**Your task:** Rewrite the material below as a JSON list of strings, one string per line with blank lines omitted, starting at the line containing "Question: Mark the white teeth" and ending at the line containing "[0,6,1445,816]", both included.

-- START Material --

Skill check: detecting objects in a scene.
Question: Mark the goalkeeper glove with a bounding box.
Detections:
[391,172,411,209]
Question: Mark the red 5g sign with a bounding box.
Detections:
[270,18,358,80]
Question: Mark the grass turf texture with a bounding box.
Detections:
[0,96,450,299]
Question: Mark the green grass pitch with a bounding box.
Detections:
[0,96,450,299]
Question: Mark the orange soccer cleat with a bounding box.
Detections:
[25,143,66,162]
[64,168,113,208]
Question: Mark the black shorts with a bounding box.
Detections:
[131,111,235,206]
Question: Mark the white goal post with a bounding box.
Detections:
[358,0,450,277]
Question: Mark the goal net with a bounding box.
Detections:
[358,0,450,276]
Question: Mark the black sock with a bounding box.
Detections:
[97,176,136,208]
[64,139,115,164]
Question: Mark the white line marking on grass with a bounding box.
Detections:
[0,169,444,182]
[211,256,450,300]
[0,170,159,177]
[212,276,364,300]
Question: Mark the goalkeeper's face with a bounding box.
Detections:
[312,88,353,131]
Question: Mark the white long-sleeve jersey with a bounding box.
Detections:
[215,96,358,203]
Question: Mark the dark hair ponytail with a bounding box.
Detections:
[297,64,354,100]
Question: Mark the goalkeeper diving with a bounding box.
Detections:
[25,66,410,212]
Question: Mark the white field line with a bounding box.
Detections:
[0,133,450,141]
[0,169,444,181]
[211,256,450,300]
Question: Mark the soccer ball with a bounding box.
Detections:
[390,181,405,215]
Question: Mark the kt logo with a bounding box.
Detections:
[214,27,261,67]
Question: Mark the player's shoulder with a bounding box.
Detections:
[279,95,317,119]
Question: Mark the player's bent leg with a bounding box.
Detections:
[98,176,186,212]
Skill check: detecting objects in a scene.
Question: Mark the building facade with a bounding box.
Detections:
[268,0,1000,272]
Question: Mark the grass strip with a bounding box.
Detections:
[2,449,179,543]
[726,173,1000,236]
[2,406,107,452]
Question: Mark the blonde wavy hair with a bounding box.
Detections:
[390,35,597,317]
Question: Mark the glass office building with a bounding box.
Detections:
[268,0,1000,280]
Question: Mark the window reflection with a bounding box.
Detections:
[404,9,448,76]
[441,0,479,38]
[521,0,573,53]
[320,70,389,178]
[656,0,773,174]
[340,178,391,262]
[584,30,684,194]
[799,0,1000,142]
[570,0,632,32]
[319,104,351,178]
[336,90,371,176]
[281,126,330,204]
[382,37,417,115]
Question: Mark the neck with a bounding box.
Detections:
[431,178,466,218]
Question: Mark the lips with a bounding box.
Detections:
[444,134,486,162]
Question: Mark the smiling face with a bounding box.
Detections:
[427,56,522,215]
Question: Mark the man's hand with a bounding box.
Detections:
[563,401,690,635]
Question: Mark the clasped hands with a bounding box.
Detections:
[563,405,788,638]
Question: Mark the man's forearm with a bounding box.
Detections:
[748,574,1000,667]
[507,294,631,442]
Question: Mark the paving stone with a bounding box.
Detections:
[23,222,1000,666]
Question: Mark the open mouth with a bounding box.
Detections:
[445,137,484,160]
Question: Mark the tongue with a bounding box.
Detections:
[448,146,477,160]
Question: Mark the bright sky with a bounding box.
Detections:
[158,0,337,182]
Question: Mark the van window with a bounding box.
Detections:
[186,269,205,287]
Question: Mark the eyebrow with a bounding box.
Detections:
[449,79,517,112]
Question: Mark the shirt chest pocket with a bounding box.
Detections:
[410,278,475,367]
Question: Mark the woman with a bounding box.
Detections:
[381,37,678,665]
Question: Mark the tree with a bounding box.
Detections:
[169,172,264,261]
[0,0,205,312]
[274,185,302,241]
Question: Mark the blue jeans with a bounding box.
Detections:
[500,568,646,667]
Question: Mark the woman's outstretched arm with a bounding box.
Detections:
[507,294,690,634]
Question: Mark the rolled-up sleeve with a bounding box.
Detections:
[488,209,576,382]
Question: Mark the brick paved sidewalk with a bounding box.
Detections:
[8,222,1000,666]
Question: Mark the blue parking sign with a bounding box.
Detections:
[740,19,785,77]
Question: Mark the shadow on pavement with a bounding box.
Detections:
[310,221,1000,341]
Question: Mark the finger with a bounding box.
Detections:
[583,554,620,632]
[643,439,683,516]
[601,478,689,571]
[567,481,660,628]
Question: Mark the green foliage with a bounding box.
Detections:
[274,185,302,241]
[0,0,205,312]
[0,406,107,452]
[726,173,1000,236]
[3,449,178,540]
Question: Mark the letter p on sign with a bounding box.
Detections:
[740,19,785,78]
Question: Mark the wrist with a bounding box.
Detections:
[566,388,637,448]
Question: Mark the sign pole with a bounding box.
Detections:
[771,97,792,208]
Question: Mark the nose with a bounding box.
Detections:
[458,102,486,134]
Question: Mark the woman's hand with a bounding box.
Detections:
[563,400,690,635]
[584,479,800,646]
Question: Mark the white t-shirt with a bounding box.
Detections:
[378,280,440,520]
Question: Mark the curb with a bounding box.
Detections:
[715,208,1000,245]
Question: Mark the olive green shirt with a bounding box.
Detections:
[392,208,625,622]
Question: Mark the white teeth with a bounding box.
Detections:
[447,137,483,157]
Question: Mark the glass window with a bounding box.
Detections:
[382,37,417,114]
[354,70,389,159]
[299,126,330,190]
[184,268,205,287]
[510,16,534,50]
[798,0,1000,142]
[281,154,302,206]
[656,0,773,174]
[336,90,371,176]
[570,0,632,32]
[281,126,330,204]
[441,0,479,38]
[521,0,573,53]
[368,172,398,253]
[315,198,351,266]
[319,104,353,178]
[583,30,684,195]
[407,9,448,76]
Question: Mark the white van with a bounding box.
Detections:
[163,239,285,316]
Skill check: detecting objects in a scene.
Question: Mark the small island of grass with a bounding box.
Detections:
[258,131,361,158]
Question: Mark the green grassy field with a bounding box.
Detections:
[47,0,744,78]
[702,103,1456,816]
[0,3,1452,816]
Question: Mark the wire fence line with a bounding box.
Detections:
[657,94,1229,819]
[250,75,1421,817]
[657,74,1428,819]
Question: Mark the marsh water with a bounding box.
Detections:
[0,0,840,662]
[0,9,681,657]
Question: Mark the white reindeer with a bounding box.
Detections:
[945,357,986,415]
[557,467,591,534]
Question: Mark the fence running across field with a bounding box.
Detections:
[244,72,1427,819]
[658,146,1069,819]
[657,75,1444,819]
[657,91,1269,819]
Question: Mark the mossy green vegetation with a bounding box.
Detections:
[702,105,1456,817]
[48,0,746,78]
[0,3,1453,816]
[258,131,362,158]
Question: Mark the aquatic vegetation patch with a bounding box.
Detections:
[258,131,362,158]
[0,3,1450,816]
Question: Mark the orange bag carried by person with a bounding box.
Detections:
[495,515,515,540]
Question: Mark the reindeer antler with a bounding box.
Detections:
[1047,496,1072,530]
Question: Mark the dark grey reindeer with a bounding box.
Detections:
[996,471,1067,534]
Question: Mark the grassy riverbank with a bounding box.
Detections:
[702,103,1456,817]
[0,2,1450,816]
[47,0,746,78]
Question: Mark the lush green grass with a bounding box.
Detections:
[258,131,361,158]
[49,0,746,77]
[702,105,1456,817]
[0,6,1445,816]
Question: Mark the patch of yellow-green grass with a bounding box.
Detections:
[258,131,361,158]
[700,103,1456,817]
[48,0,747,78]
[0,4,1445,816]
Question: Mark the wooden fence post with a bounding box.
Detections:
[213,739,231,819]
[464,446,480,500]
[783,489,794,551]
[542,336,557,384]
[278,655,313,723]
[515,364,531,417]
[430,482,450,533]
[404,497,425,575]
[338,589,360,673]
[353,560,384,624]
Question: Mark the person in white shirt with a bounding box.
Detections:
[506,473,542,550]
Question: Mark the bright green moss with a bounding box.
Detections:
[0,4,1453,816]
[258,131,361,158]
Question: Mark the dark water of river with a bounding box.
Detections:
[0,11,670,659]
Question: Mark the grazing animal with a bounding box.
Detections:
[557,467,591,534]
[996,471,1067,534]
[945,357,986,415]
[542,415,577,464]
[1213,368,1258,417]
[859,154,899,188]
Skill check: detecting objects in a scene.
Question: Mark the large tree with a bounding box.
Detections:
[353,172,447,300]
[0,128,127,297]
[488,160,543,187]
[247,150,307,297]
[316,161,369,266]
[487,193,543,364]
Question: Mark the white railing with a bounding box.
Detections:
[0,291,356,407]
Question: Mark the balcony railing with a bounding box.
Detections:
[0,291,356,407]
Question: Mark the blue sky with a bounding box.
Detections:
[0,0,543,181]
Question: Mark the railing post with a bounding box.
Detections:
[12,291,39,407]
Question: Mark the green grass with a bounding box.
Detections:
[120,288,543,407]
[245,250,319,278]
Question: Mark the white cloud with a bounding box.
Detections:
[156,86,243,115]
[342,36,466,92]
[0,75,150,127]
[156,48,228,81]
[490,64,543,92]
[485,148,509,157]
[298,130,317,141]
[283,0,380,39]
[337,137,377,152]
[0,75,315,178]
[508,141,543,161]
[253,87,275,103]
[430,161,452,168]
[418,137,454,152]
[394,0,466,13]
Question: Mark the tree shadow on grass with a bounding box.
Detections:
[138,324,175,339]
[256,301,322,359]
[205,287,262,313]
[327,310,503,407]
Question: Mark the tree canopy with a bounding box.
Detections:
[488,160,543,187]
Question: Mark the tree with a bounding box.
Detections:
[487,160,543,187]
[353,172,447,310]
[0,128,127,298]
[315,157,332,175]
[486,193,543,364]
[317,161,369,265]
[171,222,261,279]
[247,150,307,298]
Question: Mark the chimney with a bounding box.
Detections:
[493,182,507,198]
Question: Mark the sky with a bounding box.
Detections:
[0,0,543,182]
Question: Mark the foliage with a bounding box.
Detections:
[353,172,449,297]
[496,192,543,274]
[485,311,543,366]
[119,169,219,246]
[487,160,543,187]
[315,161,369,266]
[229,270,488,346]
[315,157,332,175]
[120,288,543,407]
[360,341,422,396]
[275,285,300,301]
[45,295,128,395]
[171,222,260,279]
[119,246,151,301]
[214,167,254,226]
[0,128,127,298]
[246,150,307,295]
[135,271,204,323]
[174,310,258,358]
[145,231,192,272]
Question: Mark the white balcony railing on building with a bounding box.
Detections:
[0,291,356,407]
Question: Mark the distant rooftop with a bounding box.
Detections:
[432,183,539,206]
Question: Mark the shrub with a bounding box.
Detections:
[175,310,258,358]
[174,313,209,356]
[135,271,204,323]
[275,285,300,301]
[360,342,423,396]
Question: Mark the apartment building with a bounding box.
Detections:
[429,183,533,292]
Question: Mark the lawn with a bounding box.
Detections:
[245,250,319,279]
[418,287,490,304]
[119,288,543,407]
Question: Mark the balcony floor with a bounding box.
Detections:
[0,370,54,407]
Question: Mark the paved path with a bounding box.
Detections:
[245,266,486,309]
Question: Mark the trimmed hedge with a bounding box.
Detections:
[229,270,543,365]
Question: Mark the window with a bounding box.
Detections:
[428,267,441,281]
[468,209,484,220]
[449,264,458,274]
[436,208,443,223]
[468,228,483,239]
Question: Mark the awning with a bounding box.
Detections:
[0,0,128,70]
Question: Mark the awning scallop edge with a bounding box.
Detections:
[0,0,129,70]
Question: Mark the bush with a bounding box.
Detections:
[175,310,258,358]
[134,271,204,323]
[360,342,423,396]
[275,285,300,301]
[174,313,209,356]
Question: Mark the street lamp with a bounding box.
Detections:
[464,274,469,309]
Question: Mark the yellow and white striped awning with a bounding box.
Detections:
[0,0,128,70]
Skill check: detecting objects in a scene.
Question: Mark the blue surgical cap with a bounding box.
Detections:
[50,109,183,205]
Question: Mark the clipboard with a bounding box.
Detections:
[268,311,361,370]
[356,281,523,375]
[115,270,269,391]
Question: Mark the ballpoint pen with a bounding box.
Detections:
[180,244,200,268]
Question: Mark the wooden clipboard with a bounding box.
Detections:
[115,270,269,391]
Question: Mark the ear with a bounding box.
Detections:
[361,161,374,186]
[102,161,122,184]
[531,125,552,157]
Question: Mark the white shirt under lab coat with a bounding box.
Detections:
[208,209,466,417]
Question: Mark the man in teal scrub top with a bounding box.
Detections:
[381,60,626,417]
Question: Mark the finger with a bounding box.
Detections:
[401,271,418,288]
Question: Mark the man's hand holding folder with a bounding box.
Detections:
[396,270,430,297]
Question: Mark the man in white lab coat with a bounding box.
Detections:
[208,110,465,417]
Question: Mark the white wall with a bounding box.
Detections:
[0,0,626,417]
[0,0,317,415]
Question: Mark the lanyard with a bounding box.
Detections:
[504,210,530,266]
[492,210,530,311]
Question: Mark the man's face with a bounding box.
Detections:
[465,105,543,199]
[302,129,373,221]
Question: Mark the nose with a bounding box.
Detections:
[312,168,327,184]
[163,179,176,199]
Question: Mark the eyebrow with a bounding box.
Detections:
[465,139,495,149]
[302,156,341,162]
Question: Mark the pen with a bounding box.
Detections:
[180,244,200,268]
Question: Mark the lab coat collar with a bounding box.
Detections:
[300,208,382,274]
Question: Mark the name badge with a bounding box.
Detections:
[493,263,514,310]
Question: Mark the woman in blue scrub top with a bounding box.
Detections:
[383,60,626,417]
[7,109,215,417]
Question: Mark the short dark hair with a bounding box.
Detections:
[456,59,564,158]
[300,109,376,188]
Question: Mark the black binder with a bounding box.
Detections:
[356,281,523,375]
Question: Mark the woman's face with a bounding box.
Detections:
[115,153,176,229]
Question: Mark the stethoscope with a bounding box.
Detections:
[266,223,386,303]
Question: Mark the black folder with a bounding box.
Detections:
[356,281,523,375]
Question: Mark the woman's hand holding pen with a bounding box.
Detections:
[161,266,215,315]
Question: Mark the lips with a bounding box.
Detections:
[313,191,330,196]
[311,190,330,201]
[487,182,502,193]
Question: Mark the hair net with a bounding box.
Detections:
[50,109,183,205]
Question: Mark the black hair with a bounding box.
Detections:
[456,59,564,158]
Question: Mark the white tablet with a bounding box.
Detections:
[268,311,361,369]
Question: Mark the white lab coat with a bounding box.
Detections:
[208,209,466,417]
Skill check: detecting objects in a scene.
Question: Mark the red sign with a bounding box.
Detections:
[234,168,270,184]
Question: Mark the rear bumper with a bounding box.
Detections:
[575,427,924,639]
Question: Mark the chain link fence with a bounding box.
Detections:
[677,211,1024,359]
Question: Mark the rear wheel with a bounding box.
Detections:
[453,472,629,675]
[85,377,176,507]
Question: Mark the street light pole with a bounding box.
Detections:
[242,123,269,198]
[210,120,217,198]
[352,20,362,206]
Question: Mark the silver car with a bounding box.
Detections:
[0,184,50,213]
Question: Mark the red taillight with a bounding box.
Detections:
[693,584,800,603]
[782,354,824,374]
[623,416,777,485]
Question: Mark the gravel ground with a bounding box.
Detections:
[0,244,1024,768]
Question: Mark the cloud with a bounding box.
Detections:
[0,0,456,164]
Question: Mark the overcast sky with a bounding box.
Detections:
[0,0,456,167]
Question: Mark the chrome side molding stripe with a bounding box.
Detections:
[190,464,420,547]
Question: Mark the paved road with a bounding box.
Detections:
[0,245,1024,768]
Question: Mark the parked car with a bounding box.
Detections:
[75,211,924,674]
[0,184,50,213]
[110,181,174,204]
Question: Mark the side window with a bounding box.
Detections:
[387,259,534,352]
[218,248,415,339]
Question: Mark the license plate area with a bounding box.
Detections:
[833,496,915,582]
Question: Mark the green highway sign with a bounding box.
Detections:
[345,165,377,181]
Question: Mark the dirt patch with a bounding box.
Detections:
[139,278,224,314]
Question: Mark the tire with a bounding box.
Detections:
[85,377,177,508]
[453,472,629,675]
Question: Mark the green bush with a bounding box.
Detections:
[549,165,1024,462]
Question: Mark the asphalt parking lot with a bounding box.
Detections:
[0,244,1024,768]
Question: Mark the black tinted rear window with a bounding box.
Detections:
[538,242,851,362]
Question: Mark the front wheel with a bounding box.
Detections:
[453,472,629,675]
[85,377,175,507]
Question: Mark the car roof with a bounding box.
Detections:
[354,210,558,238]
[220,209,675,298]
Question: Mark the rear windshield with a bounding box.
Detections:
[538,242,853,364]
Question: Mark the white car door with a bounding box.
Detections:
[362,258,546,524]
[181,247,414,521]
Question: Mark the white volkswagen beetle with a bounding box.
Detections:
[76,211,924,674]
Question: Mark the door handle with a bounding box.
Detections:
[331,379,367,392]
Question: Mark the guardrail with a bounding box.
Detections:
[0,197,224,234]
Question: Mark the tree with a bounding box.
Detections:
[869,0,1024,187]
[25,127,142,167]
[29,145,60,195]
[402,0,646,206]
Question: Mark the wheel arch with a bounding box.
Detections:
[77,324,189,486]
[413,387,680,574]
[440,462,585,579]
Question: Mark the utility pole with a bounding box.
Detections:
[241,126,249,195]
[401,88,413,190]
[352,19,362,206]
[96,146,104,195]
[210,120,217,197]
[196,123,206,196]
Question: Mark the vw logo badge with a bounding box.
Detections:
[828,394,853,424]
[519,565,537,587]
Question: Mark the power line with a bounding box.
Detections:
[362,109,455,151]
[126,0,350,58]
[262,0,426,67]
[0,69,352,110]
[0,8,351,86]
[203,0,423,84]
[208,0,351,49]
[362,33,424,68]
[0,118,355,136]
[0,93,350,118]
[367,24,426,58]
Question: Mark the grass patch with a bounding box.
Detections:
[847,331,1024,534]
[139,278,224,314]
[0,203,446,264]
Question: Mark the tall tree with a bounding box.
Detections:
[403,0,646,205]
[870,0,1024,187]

-- END Material --

**Reply to the exercise:**
[
  "Question: Mark the white teeth with a bounding box.",
  "Detections:",
  "[447,137,483,157]",
  "Question: Mark the glass window with a bounding box.",
  "Detections:",
  "[382,37,417,114]",
  "[354,70,389,159]",
  "[299,126,330,190]",
  "[184,268,205,287]",
  "[510,16,534,50]",
  "[798,0,1000,142]",
  "[281,154,302,206]",
  "[656,0,773,174]",
  "[336,90,371,176]",
  "[570,0,632,32]",
  "[281,126,330,204]",
  "[441,0,479,38]",
  "[521,0,573,53]",
  "[368,172,398,253]",
  "[315,198,351,266]",
  "[319,104,353,178]",
  "[583,30,684,195]",
  "[407,9,448,76]",
  "Question: Mark the white van with a bounding box.",
  "Detections:",
  "[163,239,285,316]",
  "Skill check: detecting objects in a scene.",
  "Question: Mark the small island of grass with a bounding box.",
  "Detections:",
  "[258,131,361,158]",
  "Question: Mark the green grassy field with a bounding box.",
  "Detections:",
  "[47,0,744,78]",
  "[702,103,1456,816]",
  "[0,3,1452,816]",
  "Question: Mark the wire fence line with a bounding box.",
  "Detections:",
  "[657,94,1229,819]",
  "[250,75,1421,817]",
  "[657,74,1428,819]",
  "Question: Mark the marsh water with a bounding box.",
  "Detections:",
  "[0,0,840,662]",
  "[0,9,681,657]",
  "Question: Mark the white reindeer with a bounding box.",
  "Detections:",
  "[945,357,986,415]",
  "[557,467,591,534]",
  "Question: Mark the fence running across field with a bounding box.",
  "Detections:",
  "[244,72,1427,819]",
  "[658,146,1069,819]",
  "[657,75,1444,819]",
  "[657,91,1269,819]",
  "Question: Mark the mossy green vegetation with a bounding box.",
  "Detections:",
  "[702,105,1456,817]",
  "[48,0,746,78]",
  "[0,3,1453,816]",
  "[258,131,362,158]",
  "Question: Mark the aquatic vegetation patch with a bounding box.",
  "Detections:",
  "[258,131,362,158]",
  "[0,3,1450,816]",
  "Question: Mark the orange bag carried by person with a bounding box.",
  "Detections:",
  "[495,515,515,540]",
  "Question: Mark the reindeer antler with a bounding box.",
  "Detections:",
  "[1047,496,1072,530]",
  "Question: Mark the dark grey reindeer with a bounding box.",
  "Detections:",
  "[996,471,1067,534]",
  "Question: Mark the grassy riverbank with a bounding box.",
  "Detections:",
  "[702,103,1456,817]",
  "[0,2,1450,816]",
  "[47,0,746,78]",
  "Question: Mark the lush green grass with a bounding box.",
  "Detections:",
  "[258,131,361,158]",
  "[49,0,746,77]",
  "[702,105,1456,817]",
  "[0,6,1445,816]"
]